I think there are many problems with what is known as “Evidence Based Medicine” (not least being the influence of vested interests such as Pharmaceutical companies on the production of “evidence”), and there is an interesting consideration of some of the issues in the BMJ. The paragraph on patients with multi-morbidity ie patients who are suffering from more than one chronic ailment at the same time caught my attention.
as the population ages and the prevalence of chronic degenerative diseases increases, the patient with a single condition that maps unproblematically to a single evidence based guideline is becoming a rarity. Even when primary studies were designed to include participants with multiple conditions, applying their findings to patients with particular comorbidities remains problematic. Multimorbidity (a single condition only in name) affects every person differently and seems to defy efforts to produce or apply objective scores, metrics, interventions, or guidelines.
Both the first and the last sentences of that paragraph really strike me.

Information given –
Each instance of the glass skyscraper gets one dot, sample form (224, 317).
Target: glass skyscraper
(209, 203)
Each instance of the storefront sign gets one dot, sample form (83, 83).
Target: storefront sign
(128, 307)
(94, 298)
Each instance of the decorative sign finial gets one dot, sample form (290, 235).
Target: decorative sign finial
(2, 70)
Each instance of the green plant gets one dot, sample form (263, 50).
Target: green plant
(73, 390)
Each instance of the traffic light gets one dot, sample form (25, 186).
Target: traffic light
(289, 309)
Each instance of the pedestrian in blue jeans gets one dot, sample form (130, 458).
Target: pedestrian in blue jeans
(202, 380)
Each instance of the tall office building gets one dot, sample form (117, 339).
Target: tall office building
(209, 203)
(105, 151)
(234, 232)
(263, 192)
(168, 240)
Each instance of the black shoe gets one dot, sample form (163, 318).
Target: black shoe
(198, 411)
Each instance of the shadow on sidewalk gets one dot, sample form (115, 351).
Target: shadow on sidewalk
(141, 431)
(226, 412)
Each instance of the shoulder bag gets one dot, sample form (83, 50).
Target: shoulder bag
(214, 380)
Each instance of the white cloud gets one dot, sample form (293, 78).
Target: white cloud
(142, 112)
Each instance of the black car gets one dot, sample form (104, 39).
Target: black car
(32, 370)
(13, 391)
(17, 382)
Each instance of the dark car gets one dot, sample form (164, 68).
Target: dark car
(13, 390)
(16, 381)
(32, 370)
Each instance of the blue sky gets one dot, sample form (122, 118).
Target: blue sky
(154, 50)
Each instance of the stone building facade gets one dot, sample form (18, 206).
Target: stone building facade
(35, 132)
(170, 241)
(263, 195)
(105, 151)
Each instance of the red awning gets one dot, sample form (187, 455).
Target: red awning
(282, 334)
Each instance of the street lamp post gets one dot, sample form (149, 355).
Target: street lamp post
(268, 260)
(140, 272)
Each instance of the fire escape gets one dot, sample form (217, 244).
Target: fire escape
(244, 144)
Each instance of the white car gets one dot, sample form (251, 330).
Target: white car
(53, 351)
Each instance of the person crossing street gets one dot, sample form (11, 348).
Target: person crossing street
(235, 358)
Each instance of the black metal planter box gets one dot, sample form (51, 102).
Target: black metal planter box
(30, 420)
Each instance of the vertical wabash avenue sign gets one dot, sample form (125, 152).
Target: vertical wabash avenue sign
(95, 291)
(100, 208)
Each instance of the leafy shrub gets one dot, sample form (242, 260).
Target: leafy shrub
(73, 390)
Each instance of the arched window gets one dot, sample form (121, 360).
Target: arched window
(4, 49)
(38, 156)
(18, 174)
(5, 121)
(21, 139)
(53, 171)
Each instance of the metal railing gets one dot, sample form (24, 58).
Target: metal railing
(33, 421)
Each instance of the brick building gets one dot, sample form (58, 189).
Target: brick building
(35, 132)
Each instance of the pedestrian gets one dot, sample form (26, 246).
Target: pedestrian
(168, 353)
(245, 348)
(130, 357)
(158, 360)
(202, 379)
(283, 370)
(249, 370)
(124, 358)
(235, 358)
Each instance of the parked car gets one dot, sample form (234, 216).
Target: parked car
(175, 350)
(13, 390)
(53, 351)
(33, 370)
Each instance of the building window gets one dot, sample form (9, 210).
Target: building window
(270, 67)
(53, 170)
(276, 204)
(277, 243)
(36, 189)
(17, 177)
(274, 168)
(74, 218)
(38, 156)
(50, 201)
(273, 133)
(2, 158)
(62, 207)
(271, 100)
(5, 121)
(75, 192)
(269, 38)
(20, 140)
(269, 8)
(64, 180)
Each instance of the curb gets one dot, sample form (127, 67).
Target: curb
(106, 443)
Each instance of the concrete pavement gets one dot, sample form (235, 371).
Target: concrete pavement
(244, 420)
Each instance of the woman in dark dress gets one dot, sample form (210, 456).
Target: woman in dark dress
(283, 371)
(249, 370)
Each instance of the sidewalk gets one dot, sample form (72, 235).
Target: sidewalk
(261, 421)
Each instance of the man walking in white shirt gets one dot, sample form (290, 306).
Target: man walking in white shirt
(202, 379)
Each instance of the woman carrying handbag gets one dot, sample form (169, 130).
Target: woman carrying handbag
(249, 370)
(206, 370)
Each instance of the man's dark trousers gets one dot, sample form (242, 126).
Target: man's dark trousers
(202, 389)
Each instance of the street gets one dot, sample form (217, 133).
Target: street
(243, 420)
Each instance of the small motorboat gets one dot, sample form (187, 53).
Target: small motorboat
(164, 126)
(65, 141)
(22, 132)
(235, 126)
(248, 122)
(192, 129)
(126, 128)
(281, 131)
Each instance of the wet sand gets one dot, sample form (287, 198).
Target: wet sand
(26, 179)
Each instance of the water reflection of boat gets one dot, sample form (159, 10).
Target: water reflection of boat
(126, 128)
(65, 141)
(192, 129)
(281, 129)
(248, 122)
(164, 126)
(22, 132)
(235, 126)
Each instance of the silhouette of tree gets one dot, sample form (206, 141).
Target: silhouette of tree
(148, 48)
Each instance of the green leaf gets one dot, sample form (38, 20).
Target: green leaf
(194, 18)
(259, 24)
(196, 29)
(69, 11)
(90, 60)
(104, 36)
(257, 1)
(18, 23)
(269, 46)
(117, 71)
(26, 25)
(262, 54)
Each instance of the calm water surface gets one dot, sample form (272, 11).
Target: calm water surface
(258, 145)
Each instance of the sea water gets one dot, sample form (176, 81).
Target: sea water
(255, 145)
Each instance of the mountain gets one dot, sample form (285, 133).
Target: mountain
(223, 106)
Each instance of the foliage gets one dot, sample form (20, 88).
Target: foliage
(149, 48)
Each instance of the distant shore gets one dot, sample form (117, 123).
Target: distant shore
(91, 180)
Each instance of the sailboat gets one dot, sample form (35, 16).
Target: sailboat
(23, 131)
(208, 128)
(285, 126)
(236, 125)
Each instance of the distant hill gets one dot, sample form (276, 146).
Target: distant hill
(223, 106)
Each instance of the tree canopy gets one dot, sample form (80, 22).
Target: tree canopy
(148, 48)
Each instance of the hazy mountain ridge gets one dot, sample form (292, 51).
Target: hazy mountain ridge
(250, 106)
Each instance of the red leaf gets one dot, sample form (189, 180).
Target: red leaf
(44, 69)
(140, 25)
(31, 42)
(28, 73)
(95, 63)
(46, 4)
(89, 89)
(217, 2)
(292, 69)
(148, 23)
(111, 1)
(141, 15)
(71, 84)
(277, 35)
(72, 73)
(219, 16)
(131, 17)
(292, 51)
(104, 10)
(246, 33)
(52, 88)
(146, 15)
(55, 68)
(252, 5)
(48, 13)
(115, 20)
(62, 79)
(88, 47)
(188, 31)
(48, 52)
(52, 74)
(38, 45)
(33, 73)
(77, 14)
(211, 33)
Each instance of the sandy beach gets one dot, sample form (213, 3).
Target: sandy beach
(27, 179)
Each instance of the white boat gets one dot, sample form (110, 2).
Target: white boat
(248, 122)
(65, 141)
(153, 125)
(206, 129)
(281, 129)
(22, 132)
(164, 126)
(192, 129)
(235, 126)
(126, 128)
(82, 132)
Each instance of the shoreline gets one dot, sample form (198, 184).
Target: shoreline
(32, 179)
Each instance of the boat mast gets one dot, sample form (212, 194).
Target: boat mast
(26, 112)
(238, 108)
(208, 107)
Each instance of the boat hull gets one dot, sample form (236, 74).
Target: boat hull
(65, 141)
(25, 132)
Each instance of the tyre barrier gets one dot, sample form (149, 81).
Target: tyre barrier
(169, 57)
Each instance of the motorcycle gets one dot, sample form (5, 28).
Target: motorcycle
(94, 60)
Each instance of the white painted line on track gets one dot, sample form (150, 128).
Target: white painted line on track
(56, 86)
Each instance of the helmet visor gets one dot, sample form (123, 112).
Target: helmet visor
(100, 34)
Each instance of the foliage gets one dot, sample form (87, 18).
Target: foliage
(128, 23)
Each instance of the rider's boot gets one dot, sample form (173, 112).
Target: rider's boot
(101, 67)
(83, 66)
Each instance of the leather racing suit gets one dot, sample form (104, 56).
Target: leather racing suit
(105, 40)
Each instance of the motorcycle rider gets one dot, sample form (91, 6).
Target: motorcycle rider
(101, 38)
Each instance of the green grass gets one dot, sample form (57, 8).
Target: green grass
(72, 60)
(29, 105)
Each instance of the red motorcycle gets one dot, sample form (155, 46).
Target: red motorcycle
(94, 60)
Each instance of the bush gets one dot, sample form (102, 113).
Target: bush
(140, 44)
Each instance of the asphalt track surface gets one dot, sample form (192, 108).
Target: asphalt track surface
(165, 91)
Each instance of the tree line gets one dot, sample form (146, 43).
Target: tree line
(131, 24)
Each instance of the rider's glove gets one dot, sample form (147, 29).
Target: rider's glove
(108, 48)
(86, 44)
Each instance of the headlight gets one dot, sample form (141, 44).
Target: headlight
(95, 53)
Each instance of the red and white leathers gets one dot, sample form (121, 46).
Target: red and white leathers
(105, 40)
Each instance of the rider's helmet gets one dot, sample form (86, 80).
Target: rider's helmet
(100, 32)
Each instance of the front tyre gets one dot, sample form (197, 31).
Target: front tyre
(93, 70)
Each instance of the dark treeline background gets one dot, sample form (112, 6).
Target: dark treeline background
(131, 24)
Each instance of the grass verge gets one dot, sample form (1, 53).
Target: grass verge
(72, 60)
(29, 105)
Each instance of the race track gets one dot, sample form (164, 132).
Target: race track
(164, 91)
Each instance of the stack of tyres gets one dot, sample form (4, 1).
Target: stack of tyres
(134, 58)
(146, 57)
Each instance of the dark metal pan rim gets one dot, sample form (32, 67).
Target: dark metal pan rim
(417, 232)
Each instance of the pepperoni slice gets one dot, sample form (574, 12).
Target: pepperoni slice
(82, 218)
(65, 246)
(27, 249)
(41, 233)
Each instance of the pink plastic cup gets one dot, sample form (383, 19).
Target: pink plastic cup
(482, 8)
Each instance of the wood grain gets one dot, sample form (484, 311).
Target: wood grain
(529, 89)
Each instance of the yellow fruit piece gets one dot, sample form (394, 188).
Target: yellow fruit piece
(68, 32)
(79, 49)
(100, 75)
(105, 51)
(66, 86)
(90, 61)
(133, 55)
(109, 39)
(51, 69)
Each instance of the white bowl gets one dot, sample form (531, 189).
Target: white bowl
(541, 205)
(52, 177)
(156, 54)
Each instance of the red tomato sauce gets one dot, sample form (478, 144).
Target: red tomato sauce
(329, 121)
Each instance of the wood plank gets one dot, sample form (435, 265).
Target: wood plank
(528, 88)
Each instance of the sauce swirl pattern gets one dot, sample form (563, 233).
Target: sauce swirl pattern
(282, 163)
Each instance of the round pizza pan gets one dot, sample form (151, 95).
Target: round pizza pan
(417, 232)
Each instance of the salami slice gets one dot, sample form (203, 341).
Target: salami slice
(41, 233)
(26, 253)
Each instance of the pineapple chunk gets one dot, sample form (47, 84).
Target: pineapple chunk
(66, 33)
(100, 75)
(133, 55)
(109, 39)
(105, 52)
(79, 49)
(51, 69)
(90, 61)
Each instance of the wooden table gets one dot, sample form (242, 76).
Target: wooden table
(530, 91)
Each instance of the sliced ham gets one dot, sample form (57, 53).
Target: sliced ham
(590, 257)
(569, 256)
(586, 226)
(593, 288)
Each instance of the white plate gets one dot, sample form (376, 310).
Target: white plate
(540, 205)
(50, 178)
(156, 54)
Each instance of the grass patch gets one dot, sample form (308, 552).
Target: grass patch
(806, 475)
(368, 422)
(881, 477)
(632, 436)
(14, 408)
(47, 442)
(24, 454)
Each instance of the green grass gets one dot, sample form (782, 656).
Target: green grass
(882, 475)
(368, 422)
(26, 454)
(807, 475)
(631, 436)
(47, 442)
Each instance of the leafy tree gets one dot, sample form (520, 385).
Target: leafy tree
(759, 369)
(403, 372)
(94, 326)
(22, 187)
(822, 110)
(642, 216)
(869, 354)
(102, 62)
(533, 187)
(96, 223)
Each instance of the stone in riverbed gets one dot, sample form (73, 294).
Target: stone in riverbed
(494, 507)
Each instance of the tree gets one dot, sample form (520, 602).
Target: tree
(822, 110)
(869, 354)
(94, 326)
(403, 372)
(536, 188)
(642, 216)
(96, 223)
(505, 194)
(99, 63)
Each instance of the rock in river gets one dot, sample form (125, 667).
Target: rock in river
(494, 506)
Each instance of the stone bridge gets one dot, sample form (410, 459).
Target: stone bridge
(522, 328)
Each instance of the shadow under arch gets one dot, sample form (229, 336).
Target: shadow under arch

Exercise requirements –
Write out the passage on Evidence Based Medicine and multimorbidity in full, word for word.

Task result –
I think there are many problems with what is known as “Evidence Based Medicine” (not least being the influence of vested interests such as Pharmaceutical companies on the production of “evidence”), and there is an interesting consideration of some of the issues in the BMJ. The paragraph on patients with multi-morbidity ie patients who are suffering from more than one chronic ailment at the same time caught my attention.
as the population ages and the prevalence of chronic degenerative diseases increases, the patient with a single condition that maps unproblematically to a single evidence based guideline is becoming a rarity. Even when primary studies were designed to include participants with multiple conditions, applying their findings to patients with particular comorbidities remains problematic. Multimorbidity (a single condition only in name) affects every person differently and seems to defy efforts to produce or apply objective scores, metrics, interventions, or guidelines.
Both the first and the last sentences of that paragraph really strike me.